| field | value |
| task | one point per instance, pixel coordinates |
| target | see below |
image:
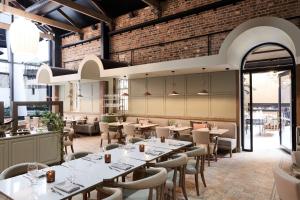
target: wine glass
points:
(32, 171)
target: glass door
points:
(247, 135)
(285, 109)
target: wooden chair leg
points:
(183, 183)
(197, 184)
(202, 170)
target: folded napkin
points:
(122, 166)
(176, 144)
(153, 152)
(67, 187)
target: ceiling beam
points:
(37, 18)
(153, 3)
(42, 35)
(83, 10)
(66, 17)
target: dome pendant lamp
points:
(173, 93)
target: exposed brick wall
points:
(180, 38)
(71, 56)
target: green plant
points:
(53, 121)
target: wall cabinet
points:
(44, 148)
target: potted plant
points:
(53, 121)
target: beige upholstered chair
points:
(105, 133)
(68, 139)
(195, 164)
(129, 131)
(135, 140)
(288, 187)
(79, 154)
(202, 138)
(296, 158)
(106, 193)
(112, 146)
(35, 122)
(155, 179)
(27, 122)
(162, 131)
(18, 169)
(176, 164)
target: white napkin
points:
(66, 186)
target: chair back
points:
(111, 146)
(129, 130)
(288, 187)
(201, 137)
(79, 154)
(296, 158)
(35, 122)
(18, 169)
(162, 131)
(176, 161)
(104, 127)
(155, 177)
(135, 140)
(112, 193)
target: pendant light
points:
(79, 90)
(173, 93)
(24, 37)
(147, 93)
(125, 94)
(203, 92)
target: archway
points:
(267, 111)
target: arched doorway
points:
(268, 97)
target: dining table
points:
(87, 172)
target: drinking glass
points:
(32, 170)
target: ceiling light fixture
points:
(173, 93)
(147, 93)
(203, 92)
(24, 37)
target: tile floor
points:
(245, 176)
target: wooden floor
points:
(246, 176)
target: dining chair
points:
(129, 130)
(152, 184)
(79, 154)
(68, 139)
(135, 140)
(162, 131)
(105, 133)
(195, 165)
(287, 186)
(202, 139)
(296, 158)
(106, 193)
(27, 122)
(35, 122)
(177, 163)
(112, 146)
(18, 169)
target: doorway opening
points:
+++
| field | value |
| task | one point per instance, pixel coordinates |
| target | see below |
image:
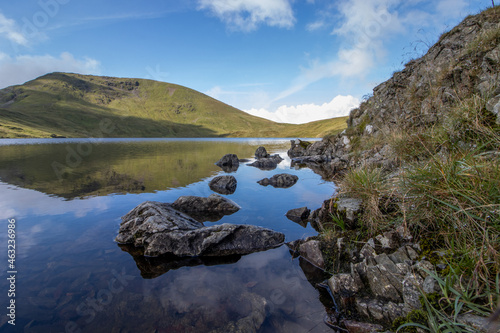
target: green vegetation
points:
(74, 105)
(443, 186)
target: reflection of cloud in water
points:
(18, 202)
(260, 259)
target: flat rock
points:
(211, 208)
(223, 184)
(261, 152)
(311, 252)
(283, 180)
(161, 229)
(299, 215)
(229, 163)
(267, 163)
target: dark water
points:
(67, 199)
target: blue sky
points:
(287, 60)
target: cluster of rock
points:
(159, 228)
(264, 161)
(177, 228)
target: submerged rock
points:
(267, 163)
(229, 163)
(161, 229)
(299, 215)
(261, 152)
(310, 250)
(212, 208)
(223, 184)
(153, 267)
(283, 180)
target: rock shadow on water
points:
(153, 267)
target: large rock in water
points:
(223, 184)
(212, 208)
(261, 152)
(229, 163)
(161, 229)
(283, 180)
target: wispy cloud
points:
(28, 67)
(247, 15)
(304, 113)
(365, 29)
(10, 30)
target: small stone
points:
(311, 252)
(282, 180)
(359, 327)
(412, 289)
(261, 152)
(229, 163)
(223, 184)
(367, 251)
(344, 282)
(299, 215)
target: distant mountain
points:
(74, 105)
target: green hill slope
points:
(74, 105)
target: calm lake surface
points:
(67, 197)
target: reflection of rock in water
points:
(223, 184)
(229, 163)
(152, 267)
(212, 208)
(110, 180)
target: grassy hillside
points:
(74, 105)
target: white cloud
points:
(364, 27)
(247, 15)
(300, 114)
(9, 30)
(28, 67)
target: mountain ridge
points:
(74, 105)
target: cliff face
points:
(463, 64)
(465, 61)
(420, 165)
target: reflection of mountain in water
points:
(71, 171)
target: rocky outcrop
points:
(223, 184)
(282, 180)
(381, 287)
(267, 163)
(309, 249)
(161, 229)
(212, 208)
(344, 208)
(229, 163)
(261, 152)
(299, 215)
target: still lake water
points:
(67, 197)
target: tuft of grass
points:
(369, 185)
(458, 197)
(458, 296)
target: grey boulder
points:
+++
* REQUIREMENT: Please state how many lines in the entries above include the word "wooden", giving only the number.

* SOLUTION TO THIS TASK: 2